**Reading text**:
= = = =
When these two forces met within the body, they created what Taoist tradition calls the Macrocosmic Orbit.
It was a profoundly beautiful experience.
Returning to the Light
By the end of the retreat, I had become comfortable in the darkness.
In fact, I felt almost reluctant to leave it.
But I was also ready to return to the world with what I had learned.
When I finally stepped outside, it was already evening.
Even the soft light of the moon felt incredibly bright after so many days in total darkness.
I was wearing sunglasses, but the light still shocked my eyes.
For a moment I could barely see.
My vision struggled to adjust and my body felt disoriented.
I walked slowly and unsteadily, almost as if I were drunk, trying to adapt again to the presence of light.
Eventually I joined the others in the dining hall for our first meal together.
It was there that I finally recognised the Thai woman who had been bringing me food each day.
Soon after, I also met the man who had helped guide me to the stairs during my first days.
= = = =
**Stated task 1**: According to the retreat account, what was the narrator wearing on stepping outside?

**Input material**:
= = = =
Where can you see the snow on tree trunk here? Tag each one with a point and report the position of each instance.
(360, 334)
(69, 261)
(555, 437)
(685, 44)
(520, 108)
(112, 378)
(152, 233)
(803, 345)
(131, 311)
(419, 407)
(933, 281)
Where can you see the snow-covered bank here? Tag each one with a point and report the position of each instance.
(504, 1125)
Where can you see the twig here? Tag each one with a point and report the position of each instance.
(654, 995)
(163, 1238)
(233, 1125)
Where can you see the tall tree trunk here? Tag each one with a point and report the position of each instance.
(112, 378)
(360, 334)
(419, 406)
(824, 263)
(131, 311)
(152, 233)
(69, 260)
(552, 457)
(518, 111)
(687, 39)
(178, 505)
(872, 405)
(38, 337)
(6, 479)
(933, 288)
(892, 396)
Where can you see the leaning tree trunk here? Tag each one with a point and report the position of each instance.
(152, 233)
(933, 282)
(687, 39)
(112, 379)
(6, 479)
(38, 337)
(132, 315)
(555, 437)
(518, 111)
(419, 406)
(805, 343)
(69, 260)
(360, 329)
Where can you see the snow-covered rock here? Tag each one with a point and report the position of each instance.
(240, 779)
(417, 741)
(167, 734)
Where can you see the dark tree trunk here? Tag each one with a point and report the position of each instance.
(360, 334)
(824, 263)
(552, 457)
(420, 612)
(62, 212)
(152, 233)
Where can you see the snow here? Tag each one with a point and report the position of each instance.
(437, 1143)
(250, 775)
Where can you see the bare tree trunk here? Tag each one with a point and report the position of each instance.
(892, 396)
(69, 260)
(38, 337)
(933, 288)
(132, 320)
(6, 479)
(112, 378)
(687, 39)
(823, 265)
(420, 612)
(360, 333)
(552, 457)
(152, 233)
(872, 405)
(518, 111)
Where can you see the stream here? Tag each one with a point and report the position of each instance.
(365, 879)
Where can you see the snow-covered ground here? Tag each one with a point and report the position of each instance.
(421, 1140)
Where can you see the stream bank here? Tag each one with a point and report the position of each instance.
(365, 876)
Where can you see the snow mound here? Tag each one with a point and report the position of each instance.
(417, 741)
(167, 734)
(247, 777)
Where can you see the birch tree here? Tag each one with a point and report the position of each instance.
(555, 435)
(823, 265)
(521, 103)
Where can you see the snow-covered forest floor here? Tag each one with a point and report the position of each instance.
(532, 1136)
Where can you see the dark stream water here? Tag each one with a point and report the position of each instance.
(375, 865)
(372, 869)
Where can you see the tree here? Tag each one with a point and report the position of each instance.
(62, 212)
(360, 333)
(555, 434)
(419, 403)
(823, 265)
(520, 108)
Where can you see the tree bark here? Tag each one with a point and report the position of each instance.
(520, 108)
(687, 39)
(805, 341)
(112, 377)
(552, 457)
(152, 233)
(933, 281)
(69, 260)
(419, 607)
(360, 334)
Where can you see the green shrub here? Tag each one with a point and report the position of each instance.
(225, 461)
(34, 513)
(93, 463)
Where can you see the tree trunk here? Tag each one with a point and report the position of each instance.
= = = =
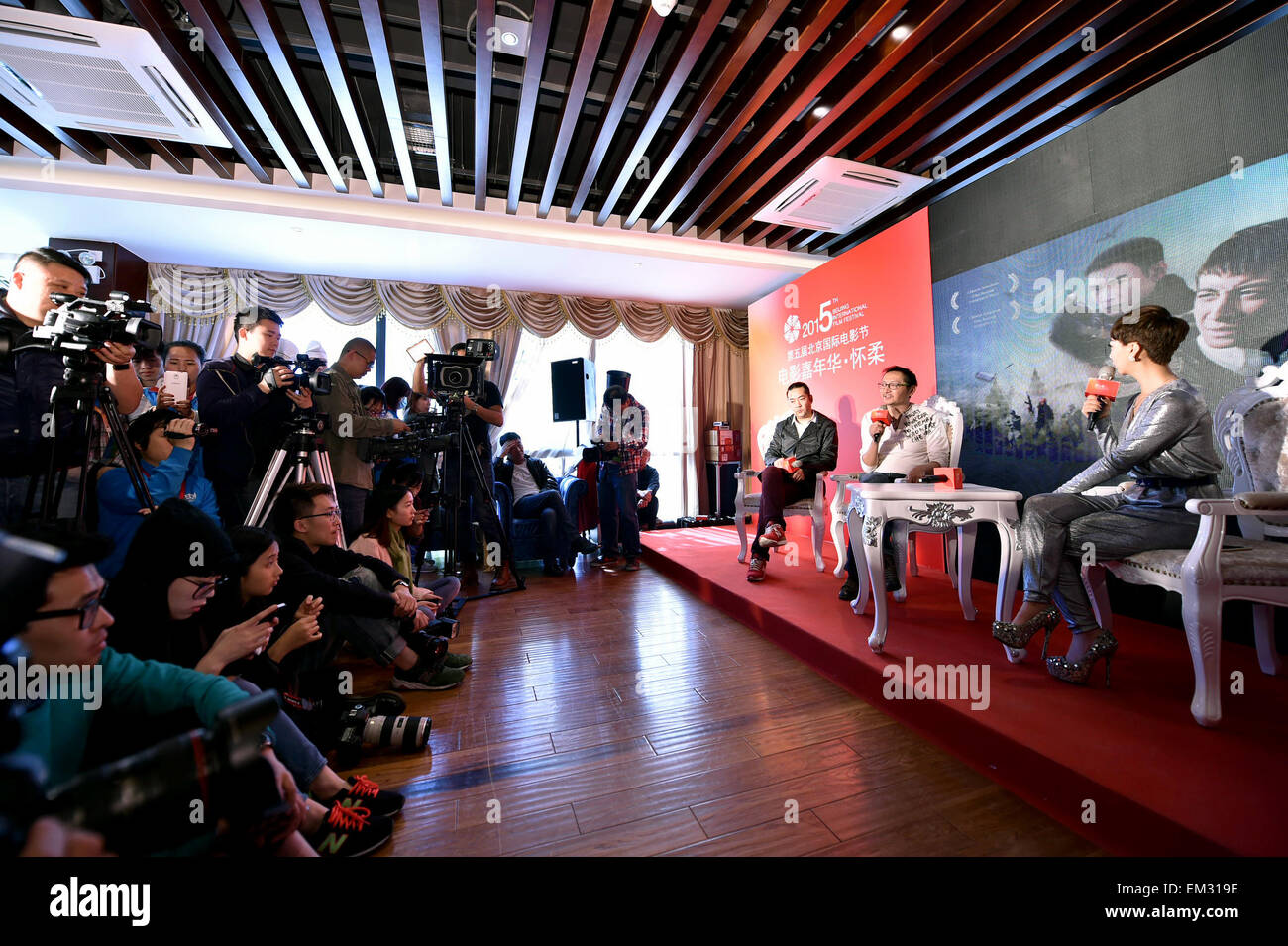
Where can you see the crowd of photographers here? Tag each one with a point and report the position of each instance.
= = = =
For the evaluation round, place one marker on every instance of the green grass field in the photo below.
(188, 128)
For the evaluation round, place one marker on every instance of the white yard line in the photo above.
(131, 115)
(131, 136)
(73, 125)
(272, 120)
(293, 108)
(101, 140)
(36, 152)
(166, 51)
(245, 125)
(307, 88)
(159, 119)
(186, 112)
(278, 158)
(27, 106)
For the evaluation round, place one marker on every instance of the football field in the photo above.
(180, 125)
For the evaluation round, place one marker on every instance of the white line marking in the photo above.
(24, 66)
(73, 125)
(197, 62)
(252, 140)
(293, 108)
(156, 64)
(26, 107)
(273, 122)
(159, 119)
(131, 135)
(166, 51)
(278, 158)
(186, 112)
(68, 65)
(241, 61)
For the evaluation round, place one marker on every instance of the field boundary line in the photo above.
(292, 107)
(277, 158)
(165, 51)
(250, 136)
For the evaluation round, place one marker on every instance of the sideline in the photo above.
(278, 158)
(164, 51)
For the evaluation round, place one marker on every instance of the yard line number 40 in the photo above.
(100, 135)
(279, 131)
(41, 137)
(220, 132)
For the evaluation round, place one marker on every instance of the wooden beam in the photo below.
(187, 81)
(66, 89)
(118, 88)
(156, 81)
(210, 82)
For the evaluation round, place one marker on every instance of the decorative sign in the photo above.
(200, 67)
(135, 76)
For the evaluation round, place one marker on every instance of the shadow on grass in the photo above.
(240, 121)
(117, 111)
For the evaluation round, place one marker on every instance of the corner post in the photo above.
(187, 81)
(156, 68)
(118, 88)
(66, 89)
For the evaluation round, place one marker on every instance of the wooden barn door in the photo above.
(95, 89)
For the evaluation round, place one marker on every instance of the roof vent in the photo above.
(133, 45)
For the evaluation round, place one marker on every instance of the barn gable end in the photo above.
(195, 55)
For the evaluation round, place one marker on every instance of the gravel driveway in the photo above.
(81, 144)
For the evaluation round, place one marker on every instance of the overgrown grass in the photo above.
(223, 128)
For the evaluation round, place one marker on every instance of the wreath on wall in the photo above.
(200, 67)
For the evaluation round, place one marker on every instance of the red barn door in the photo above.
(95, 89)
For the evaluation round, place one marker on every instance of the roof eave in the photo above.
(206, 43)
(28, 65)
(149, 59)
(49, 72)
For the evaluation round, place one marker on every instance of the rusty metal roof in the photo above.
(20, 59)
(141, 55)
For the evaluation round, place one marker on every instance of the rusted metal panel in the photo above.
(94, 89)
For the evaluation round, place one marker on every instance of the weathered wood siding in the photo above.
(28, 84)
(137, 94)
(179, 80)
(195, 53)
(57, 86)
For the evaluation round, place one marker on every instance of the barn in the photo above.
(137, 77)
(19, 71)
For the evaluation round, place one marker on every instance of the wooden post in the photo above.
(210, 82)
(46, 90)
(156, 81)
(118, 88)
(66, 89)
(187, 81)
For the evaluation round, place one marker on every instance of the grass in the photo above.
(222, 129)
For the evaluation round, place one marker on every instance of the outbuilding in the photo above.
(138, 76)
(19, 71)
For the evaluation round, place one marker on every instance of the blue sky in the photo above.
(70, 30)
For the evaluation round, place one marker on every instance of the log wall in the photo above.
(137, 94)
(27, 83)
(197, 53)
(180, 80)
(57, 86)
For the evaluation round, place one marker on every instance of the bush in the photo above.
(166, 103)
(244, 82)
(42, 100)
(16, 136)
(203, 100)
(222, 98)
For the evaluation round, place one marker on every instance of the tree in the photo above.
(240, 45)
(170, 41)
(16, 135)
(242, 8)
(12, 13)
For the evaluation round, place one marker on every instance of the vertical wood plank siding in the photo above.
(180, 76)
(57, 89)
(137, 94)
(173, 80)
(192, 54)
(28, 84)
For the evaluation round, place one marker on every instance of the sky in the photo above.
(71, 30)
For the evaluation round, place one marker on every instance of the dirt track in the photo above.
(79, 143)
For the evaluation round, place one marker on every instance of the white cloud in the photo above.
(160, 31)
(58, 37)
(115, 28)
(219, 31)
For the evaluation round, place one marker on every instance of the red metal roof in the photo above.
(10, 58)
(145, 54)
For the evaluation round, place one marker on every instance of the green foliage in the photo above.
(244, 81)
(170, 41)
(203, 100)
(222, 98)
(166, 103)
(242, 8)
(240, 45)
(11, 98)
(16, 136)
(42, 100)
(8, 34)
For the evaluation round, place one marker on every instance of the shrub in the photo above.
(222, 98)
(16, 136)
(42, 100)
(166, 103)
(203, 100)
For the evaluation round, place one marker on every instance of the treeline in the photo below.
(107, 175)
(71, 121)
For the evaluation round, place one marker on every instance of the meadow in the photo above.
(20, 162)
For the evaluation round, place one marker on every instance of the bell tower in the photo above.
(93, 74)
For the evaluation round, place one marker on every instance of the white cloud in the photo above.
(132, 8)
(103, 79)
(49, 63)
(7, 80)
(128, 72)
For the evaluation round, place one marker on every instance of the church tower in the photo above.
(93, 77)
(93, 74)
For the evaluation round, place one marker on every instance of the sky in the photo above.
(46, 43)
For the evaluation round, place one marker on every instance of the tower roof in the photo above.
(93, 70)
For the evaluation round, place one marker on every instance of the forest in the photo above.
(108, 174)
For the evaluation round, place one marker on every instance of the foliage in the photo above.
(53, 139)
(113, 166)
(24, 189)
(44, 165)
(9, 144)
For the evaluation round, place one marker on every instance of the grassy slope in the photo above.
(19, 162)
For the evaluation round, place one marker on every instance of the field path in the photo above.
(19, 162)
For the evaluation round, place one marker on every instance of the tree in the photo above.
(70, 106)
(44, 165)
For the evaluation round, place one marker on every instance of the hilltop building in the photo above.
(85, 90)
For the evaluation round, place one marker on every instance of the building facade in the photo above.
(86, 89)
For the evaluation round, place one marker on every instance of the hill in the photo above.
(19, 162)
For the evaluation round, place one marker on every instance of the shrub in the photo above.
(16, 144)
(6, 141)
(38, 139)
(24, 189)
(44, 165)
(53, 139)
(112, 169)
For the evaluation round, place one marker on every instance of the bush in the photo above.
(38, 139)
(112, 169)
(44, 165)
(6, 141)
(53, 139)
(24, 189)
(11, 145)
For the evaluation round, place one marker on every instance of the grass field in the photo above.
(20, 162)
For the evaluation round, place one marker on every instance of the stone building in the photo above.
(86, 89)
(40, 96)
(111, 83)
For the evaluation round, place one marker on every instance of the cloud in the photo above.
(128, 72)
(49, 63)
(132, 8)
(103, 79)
= = = =
**Stated task 2**: Which lines in the entries contain the word "barn"? Extract every one of them.

**Exercise answer 1**: Sunglasses.

**Exercise answer 2**:
For the evaluation round, place one marker on every instance of the wooden barn door in the photo above.
For the evaluation round, place one marker on every instance of the barn gable end in the photo above.
For the evaluation round, place one marker on every instance of the red barn door in the photo above.
For the evaluation round, place one marker on every instance of the barn in the photo above.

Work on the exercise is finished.